Indian Pioneer Papers - Index
Indian Pioneer History Project for Oklahoma
Date: Sep 16, 1937
Name: Mrs. Mattie Baker
Post Office: Pauls Valley, Oklahoma
Residence Address:
Date of Birth: March 17, 1872
Place of Birth: Arkansas
Father: W. L. Ready
Place of Birth: Tennessee
Information on father:
Mother: Margaret Smithon
Place of birth: Tennessee
Information on mother:
Field Worker: Maurice R. Anderson
I, Mrs. Mattie Baker was born in
1872 in Arkansas. I came to the Indian Territory with my father and
mother in 1888. We came from Arkansas in a covered wagon. We
first settled at Pauls Valley and my father rented some land on the east side
of the railroad track at Pauls Valley. The first year we were
here, my father had the land where the east side of Pauls Valley is now sown
in wheat. There was a cotton gin east and it was run by water.
There was a grist mill there and according to older settlers as well as myself
this mill was put there by Zack Gardner in the early seventies.
My father farmed at Pauls Valley
two years and then we moved southwest of Pauls Valley about ten miles, where
my father had bought a lease.

******************************

What to do:
a: According to the Mattie Baker interview, how did her family travel from Arkansas to the Indian Territory?
b: Does the Mattie Baker interview agree with each statement? Answer yes or no, and quote the words that decide it. (i) The family came to the Indian Territory in 1888. (ii) The cotton gin east of the land was run by steam. (iii) Her father farmed at Pauls Valley for five years before the family moved.
The material that follows has no connection to the Mattie Baker interview.

******************************

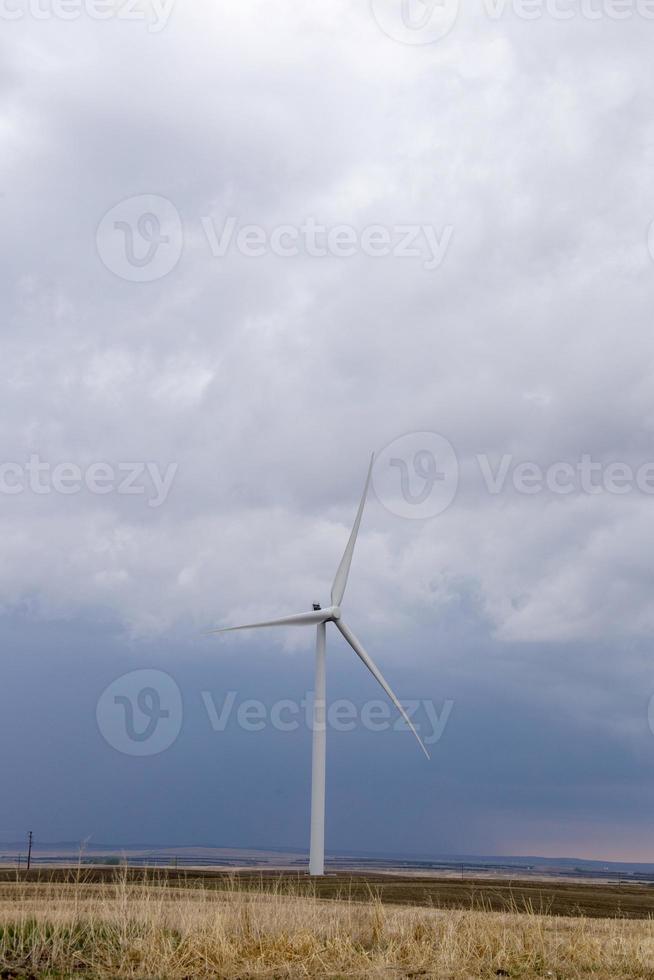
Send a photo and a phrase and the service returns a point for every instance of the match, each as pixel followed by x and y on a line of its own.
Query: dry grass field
pixel 155 928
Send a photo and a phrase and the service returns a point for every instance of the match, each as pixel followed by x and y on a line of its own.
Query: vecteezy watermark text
pixel 145 479
pixel 141 239
pixel 141 713
pixel 427 21
pixel 318 240
pixel 156 13
pixel 418 474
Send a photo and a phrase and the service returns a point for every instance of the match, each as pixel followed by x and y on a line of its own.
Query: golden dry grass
pixel 150 929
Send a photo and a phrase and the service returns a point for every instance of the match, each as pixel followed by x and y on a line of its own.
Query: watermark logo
pixel 140 713
pixel 415 21
pixel 417 475
pixel 141 238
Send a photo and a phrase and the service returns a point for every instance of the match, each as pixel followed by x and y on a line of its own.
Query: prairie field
pixel 150 927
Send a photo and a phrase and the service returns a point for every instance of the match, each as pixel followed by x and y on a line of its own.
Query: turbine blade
pixel 377 674
pixel 300 619
pixel 340 580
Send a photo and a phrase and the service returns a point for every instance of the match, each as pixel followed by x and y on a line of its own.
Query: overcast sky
pixel 189 406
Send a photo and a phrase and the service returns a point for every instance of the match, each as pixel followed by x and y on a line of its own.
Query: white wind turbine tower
pixel 319 618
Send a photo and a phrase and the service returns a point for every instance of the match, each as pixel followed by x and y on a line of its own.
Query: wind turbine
pixel 319 618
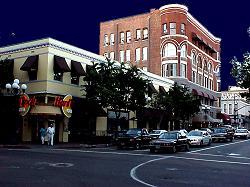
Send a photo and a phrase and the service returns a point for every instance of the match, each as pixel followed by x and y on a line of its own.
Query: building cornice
pixel 203 29
pixel 51 43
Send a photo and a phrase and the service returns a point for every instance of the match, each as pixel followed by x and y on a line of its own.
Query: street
pixel 221 164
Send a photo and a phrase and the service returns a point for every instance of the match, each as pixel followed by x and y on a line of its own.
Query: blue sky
pixel 77 22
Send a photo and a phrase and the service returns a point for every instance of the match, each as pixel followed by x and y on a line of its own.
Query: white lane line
pixel 133 171
pixel 218 146
pixel 228 156
pixel 109 152
pixel 218 161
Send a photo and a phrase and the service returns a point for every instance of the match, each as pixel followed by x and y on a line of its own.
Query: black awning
pixel 162 89
pixel 197 92
pixel 152 88
pixel 77 68
pixel 60 64
pixel 31 63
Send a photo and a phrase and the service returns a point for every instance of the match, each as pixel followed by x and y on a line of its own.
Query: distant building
pixel 235 106
pixel 53 72
pixel 171 43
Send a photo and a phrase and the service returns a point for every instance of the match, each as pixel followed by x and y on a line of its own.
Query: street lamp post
pixel 206 109
pixel 10 114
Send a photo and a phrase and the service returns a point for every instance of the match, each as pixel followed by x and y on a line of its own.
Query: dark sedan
pixel 222 134
pixel 135 138
pixel 172 140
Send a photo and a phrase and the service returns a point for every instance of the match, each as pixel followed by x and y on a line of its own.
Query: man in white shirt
pixel 50 133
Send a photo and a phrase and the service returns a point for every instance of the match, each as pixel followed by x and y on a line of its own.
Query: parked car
pixel 135 138
pixel 199 137
pixel 222 133
pixel 172 140
pixel 241 133
pixel 156 133
pixel 207 129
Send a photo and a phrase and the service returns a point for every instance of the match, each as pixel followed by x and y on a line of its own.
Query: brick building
pixel 171 43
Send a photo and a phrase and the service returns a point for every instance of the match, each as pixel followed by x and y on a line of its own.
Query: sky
pixel 76 22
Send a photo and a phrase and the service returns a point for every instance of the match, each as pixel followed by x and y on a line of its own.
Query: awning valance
pixel 199 118
pixel 77 68
pixel 197 92
pixel 224 116
pixel 152 88
pixel 162 89
pixel 31 63
pixel 60 64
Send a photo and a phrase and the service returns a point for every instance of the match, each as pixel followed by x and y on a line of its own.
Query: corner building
pixel 53 72
pixel 171 43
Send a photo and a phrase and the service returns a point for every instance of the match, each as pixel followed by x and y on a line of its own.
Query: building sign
pixel 25 103
pixel 65 104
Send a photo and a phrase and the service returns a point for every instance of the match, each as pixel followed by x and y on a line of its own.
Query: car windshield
pixel 241 130
pixel 133 131
pixel 195 133
pixel 168 136
pixel 220 130
pixel 156 132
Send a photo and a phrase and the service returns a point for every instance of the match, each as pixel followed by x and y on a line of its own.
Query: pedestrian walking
pixel 42 134
pixel 50 134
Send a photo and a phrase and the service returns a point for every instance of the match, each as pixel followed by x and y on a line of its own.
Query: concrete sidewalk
pixel 57 146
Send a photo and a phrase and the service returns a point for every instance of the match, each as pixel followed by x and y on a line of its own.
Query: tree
pixel 241 72
pixel 178 103
pixel 118 87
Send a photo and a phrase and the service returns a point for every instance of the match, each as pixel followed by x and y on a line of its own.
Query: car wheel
pixel 119 147
pixel 137 145
pixel 152 150
pixel 201 143
pixel 174 149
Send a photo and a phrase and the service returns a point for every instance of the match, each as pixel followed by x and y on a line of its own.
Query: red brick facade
pixel 199 43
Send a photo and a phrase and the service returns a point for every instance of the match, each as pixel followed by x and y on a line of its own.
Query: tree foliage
pixel 6 72
pixel 178 102
pixel 241 72
pixel 115 86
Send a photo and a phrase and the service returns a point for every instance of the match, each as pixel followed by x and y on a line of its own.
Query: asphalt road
pixel 221 164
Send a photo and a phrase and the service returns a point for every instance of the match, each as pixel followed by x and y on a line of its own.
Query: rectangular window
pixel 145 33
pixel 128 35
pixel 194 76
pixel 183 29
pixel 112 55
pixel 137 54
pixel 121 56
pixel 144 68
pixel 164 28
pixel 145 53
pixel 172 28
pixel 127 55
pixel 106 40
pixel 138 34
pixel 58 76
pixel 106 55
pixel 230 109
pixel 112 39
pixel 225 108
pixel 171 69
pixel 74 79
pixel 122 38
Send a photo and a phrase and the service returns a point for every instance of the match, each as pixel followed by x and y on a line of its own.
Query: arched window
pixel 205 65
pixel 199 62
pixel 194 62
pixel 169 50
pixel 184 51
pixel 210 67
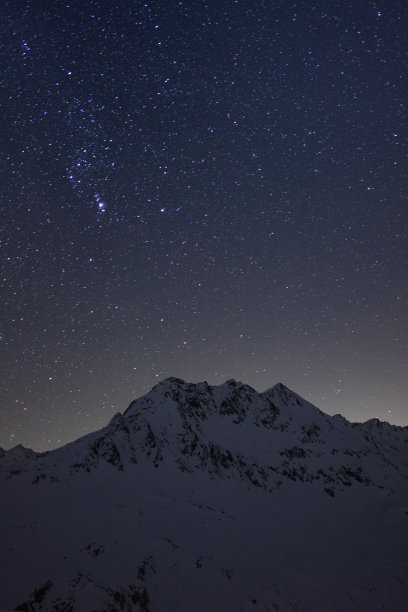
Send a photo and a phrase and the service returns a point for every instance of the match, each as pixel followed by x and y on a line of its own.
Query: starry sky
pixel 204 189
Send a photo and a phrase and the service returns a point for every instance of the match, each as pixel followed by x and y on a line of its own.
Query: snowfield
pixel 203 498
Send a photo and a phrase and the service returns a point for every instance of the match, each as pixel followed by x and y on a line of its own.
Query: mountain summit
pixel 210 498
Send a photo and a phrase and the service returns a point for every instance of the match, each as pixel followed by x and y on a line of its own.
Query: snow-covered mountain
pixel 210 498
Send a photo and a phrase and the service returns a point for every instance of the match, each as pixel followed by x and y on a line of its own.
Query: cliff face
pixel 201 497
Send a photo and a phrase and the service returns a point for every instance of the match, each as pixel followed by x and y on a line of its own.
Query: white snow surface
pixel 203 498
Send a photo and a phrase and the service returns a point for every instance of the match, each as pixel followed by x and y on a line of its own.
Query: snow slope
pixel 210 499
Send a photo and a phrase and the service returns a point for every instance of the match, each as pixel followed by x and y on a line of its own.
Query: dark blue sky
pixel 201 189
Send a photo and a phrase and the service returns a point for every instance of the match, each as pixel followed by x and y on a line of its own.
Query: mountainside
pixel 210 498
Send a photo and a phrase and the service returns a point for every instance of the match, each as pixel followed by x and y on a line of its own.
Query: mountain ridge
pixel 209 497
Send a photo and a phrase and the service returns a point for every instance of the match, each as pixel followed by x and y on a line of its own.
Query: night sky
pixel 202 189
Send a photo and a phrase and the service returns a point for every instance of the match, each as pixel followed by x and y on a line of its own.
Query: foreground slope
pixel 210 498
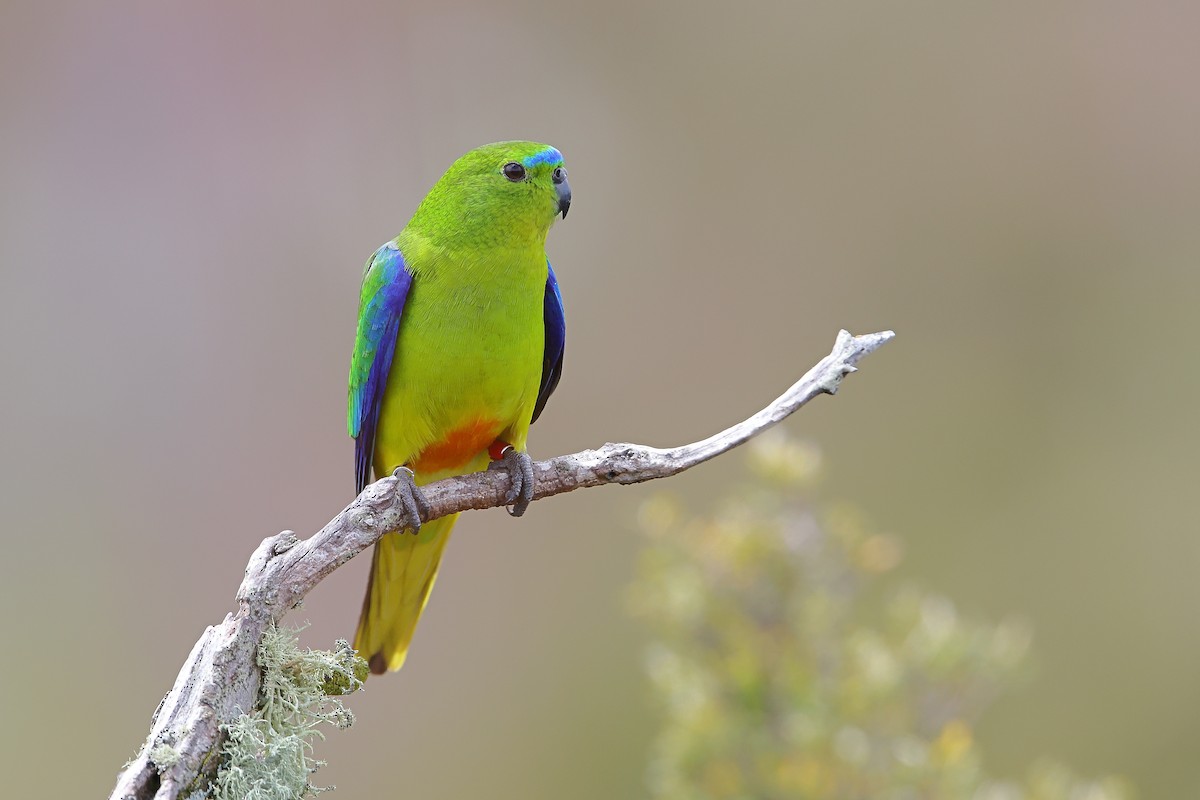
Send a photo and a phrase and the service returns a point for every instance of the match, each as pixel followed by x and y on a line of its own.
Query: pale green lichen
pixel 163 756
pixel 268 755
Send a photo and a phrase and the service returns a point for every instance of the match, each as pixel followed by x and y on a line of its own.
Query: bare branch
pixel 220 678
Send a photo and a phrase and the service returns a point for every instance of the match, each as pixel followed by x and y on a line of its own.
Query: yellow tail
pixel 402 575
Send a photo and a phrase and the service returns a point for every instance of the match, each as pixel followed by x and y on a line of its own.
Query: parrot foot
pixel 412 500
pixel 520 469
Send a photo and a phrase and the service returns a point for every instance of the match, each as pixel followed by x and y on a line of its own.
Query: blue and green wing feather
pixel 556 342
pixel 385 287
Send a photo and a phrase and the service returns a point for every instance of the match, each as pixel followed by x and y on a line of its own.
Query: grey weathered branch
pixel 220 678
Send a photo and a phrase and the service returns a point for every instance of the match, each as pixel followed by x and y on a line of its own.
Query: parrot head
pixel 509 192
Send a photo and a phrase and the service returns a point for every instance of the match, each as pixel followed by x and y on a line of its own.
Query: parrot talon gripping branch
pixel 460 344
pixel 412 499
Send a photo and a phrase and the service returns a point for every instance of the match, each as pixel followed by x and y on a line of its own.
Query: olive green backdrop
pixel 189 193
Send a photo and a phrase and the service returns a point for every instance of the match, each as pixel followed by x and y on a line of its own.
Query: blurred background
pixel 189 194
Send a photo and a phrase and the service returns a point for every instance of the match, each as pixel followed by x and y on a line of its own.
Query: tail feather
pixel 403 571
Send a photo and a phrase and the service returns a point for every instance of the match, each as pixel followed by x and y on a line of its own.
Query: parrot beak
pixel 564 197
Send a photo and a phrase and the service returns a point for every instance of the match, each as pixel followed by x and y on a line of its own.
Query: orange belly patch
pixel 459 446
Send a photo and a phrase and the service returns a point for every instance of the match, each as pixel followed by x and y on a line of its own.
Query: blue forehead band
pixel 547 156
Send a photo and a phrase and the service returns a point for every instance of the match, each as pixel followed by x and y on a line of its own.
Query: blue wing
pixel 556 342
pixel 385 287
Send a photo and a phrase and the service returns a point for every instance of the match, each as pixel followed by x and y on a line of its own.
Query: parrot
pixel 460 343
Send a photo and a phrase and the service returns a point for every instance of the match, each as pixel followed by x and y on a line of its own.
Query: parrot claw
pixel 520 469
pixel 414 506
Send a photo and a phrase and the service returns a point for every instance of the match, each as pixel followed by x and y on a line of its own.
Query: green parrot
pixel 460 344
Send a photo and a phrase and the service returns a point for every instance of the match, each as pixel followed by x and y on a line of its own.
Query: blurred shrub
pixel 789 667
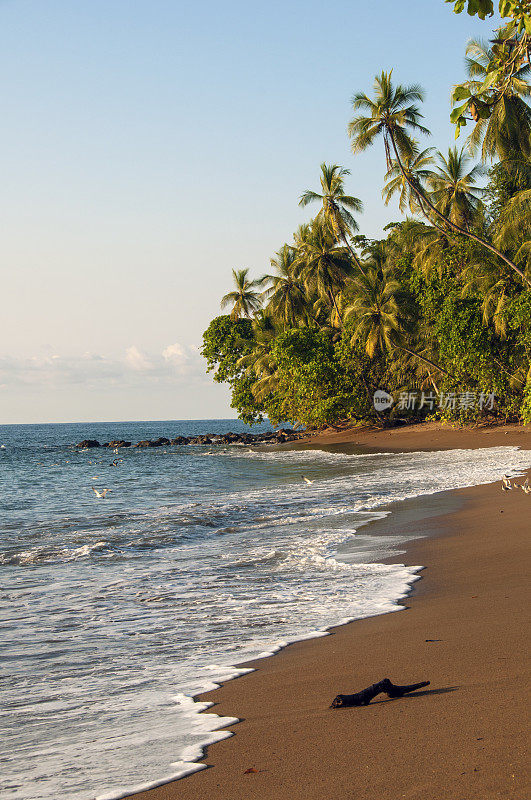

******************************

Results for each task:
a: In a covered wagon.

b:
(i) Yes: "I came to the Indian Territory with my father and mother in 1888."
(ii) No: "it was run by water."
(iii) No: "My father farmed at Pauls Valley two years"